→ Apply what you read:
• a. List every year mentioned in the Jack Satter biography.
• b. Continue the Jack Satter biography from its last sentence.
── Excerpted passage ──
= Jack Satter =

Partial owner of the New York Yankees

Satter

Jack Satter was a part-owner of the New York Yankees baseball team and a philanthropist.

Born and raised in Boston, Massachusetts, Satter attended Frank V. Thompson Junior High School and then English High School. He served as a sergeant in the Medical Corps while fighting in the European Theatre of World War II.

In 1970, he became owner of Colonial Provision Company, a company that sold hot dogs in the New England area - including to the Yankees and Boston Red Sox. In 1978, he became a limited partner of the Yankees, a position he held for nearly three decades, and in 1983, he sold Colonial Provision Company. In 1990, he considered selling his share of the team to Daiei founder Isao Nakauchi, though the transaction did not go through. Through 1996, he was worth about $14 million.
───
── Entries supplied ──
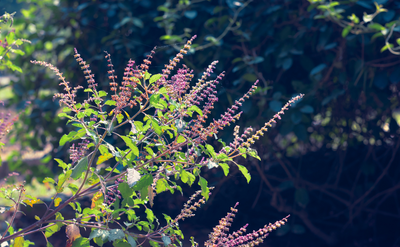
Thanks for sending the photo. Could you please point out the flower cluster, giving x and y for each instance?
(76, 153)
(6, 122)
(219, 237)
(167, 143)
(113, 192)
(190, 206)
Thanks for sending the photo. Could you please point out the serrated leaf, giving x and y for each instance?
(66, 138)
(56, 227)
(161, 185)
(103, 234)
(131, 241)
(187, 177)
(205, 191)
(245, 172)
(346, 31)
(253, 153)
(116, 234)
(49, 180)
(131, 145)
(120, 117)
(61, 180)
(19, 242)
(102, 93)
(154, 78)
(132, 176)
(150, 215)
(103, 157)
(72, 231)
(180, 139)
(57, 201)
(110, 102)
(81, 242)
(73, 187)
(80, 168)
(211, 150)
(225, 168)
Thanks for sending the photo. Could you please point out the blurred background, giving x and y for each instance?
(332, 162)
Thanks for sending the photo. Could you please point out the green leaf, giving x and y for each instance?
(204, 189)
(131, 145)
(131, 241)
(156, 127)
(225, 168)
(116, 234)
(120, 117)
(245, 172)
(161, 185)
(61, 179)
(376, 26)
(144, 182)
(54, 228)
(154, 78)
(386, 47)
(81, 242)
(110, 102)
(210, 150)
(253, 153)
(180, 139)
(73, 187)
(187, 177)
(102, 93)
(103, 234)
(80, 168)
(346, 31)
(150, 215)
(49, 180)
(66, 138)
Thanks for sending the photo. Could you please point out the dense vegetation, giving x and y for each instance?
(330, 163)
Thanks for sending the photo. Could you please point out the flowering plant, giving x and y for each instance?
(166, 144)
───
→ Answers to the tasks:
• a. 1970, 1978, 1983, 1990, 1996

• b.
His philanthropic activities included donating to synagogues in Newton, Massachusetts, an assisted living residence and the Massachusetts General Hospital. The Jack Satter Cardiac Intensive Care Floor and the Jack Satter Mezzanine and Conference Center are named in his honor.
He died at age 92 in Dedham, Massachusetts on April 7, 2014.

==Personal life==
Satter met his future wife, Nancy Bernard, in 1962, though they did not marry until 1986 (Satter had been married to another woman when he met Bernard, eventually divorcing her for Bernard). Satter filed for divorce from Bernard in 1991, with their separation becoming "the most high profile Yankee divorce case." It received mention on Dateline NBC in 2001.